RECORDS FOR THIS TASK: Begin

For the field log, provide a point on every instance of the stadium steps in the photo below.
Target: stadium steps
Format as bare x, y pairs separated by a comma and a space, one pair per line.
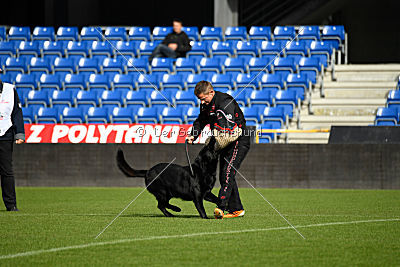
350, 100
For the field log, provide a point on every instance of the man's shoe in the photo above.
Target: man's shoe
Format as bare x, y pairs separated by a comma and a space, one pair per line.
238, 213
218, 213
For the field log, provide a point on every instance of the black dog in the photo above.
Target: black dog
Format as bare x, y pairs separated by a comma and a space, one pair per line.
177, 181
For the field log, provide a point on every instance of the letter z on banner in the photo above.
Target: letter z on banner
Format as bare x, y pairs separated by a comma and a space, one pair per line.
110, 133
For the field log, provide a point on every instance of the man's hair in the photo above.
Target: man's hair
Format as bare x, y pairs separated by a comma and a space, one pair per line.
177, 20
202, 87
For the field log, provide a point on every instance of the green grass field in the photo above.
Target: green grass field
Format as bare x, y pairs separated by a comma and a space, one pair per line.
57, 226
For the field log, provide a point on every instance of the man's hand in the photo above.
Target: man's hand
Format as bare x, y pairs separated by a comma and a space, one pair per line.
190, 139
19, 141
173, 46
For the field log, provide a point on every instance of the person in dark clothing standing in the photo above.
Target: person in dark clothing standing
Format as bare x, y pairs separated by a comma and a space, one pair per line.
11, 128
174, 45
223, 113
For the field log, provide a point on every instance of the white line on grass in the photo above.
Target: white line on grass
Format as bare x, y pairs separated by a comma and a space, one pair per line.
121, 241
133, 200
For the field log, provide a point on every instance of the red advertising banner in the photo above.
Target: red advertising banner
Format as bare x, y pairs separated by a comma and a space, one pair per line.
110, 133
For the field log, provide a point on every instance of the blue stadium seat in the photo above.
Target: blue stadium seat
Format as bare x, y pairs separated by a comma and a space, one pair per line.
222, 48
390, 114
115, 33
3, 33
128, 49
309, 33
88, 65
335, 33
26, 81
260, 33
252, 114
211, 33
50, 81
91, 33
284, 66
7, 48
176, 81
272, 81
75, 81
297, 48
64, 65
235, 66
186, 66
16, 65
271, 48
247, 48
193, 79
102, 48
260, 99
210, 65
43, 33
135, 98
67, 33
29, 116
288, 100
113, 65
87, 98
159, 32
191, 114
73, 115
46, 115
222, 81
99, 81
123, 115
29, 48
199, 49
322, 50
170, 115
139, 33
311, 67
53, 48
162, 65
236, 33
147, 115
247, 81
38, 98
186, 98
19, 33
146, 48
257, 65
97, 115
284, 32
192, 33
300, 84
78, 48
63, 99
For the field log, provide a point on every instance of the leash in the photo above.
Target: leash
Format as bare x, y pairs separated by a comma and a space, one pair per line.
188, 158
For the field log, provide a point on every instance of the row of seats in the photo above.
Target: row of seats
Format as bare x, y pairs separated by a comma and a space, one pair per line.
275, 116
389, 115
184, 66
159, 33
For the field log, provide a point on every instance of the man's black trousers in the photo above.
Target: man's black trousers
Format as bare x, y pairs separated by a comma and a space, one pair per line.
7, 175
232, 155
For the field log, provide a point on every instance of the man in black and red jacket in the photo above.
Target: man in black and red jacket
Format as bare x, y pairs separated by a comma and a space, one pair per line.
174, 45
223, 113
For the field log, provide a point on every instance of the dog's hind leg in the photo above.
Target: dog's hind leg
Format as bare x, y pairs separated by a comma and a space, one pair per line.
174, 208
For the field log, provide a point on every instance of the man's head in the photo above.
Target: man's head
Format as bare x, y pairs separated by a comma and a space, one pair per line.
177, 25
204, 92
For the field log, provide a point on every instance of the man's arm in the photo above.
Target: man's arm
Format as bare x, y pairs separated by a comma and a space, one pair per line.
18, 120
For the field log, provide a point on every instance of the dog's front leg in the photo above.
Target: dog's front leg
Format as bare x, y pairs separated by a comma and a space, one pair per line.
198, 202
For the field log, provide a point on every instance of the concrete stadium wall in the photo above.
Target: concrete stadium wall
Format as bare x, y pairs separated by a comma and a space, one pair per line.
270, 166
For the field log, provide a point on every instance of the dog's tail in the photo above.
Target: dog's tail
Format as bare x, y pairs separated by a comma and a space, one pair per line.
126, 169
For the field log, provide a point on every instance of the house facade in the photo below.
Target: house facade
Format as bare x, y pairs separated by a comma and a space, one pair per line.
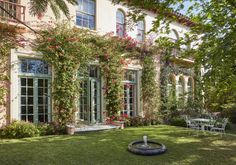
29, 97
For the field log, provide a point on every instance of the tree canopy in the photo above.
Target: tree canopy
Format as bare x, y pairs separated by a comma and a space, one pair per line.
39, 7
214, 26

RECORDS FOR THIS TASK: End

== ASSIGNED TASK ==
Wherever the string "trousers" appears in the entries above, list that line.

== ANSWER SPACE ==
For the field log, provide a point on every instance of the man's black trousers in the photo above.
Target: man's black trousers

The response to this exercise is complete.